### Excerpt

Google intensifies fight against YouTube adblockers

Martin Brinkmann
Apr 16, 2024

Google just announced that it is intensifying its fight against adblockers on YouTube. The message was posted to the official YouTube support website.

The writing was on the wall. Reports about changes on YouTube designed to prevent users from using adblockers started in early 2023.  Users with adblockers saw anti-adblocking prompts and Google ran several tests on YouTube to fight adblocking.

Google confirmed the crackdown on adblockers in November 2023. Affected users were given two options: turn off the adblocker on YouTube or pay for YouTube Premium.

New ways of making ads more endurable were discovered. Extensions that skip or fast forward ads appeared in extension stores.

Google did not only fight adblocking in browsers. It also is fighting against YouTube frontends, such as Invidious, and third-party YouTube apps.  Google had some success in this regard in the past. In 2022, its actions caused YouTube Vanced to be discontinued.

Google's fight against third-party apps

Today's announcement puts Google's focus on third-party apps that "violate YouTube's Terms of Service". Here, Google is focusing on apps that include ad-blocking capabilities. The company mentions none in the announcement, but it clearly took a swing at Invidious last week already.

### Task
Write out the YouTube adblocker article between "Google did not" and "to be discontinued.", inclusive. The records have nothing to do with what is asked here.

Point labeling examples

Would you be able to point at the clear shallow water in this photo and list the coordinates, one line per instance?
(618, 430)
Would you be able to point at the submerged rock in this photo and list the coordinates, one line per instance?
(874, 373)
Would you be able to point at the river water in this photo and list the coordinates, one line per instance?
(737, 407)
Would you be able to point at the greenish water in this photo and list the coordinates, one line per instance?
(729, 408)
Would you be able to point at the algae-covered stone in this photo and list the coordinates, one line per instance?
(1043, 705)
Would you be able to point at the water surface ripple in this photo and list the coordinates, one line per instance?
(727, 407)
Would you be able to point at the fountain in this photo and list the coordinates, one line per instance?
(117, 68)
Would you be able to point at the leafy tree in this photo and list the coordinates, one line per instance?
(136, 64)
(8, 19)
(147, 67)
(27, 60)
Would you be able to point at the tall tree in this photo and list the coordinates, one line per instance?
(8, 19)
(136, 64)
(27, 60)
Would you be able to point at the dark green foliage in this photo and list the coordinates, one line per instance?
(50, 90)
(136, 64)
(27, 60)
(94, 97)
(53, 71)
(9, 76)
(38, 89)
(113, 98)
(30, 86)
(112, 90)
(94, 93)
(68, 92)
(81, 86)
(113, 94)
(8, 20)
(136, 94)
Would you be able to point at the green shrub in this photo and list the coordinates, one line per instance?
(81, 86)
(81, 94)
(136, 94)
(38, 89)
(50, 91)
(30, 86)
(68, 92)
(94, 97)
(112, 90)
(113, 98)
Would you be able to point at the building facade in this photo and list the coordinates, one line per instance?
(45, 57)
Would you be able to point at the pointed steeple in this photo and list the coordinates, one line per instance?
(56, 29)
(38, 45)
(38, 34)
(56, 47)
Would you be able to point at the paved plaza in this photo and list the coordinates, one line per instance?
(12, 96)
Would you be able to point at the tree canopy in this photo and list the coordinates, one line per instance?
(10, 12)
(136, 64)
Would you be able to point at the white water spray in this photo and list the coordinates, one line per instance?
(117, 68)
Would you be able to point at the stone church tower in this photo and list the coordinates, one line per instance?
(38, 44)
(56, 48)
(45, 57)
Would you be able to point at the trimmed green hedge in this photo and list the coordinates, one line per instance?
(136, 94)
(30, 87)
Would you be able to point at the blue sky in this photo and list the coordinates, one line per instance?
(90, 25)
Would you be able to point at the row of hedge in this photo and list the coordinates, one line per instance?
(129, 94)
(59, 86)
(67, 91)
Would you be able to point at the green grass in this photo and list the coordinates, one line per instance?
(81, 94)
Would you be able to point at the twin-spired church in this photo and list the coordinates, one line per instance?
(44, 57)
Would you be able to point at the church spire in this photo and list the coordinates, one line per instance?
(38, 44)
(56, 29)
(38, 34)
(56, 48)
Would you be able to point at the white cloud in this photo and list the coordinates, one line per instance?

### Output for this task
Google did not only fight adblocking in browsers. It also is fighting against YouTube frontends, such as Invidious, and third-party YouTube apps.  Google had some success in this regard in the past. In 2022, its actions caused YouTube Vanced to be discontinued.